--- Records to process Enclosed Below ---

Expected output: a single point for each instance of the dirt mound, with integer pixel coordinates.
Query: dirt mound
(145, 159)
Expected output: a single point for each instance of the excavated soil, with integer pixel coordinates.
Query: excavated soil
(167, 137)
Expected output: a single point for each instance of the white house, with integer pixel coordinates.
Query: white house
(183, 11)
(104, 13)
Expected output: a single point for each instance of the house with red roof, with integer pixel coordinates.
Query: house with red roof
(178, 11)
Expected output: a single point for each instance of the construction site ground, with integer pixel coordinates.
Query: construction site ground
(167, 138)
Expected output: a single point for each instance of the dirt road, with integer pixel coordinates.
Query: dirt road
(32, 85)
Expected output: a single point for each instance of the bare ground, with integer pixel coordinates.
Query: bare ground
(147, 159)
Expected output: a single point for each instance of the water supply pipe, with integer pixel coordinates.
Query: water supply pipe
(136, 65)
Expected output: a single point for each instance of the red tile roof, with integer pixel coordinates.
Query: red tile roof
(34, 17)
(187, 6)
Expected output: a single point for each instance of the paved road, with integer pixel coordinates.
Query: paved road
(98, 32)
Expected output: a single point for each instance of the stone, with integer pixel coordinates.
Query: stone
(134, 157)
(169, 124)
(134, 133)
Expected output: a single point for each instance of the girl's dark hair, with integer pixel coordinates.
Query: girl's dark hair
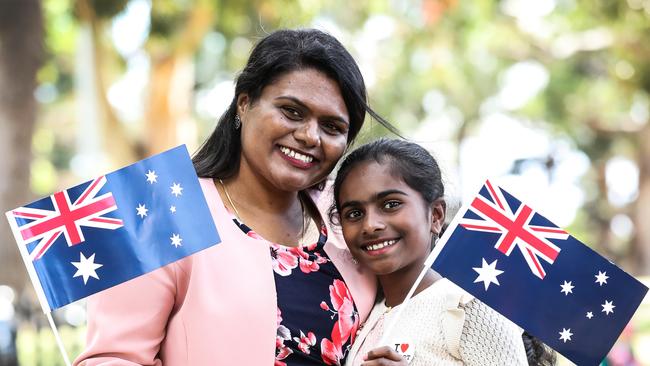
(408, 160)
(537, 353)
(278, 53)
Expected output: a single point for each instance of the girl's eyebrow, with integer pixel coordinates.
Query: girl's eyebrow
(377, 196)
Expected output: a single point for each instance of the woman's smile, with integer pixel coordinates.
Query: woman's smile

--- End of Enclosed Records to process ---

→ Activity
Repeat each entry exactly. Pictures do not belong in the copy.

→ Your solution
Expected output: a single point for each instance of the dirt mound, with integer pixel coordinates.
Query: dirt mound
(145, 159)
Expected output: a single point for each instance of the excavated soil, with integer pixel coordinates.
Query: excavated soil
(167, 137)
Expected output: a single point for each instance of the white house, with integer pixel coordinates.
Query: white house
(183, 11)
(104, 13)
Expected output: a single point for each instance of the house with red roof, with integer pixel coordinates.
Query: house with red roof
(178, 11)
Expected output: a single point for each instance of the construction site ground, with integer pixel coordinates.
Query: construction site ground
(167, 138)
Expected output: a single point for each instance of the dirt road, with integer pixel coordinates.
Query: dirt road
(32, 85)
Expected output: a single point for each instance of the bare ground, with integer pixel coordinates.
Query: bare ground
(147, 159)
Expected output: a single point for each instance of the water supply pipe, with integer pixel coordinates.
Query: water supply pipe
(136, 65)
Expected output: a single point for each instance of the red tile roof, with integer pixel coordinates.
Query: red tile roof
(34, 17)
(187, 6)
Expected output: a single point for each instance of the paved road, with integer pixel coordinates.
Query: paved road
(98, 32)
Expected output: a single point for each instance of the stone, with integer pixel coordinates.
Query: stone
(134, 157)
(169, 124)
(134, 133)
Expected output: a single point for each instance of the girl's dark hair, with integer pixel coordinates.
Query: girl's dark hair
(408, 160)
(537, 353)
(278, 53)
Expected output: a single point for each instance of the girl's eyebrow, with integer pixel coordinates.
Query: girl's eyebrow
(377, 196)
Expected output: a single point for each instance of the woman's smile, with integer pixel coordinates.
Query: woman's smile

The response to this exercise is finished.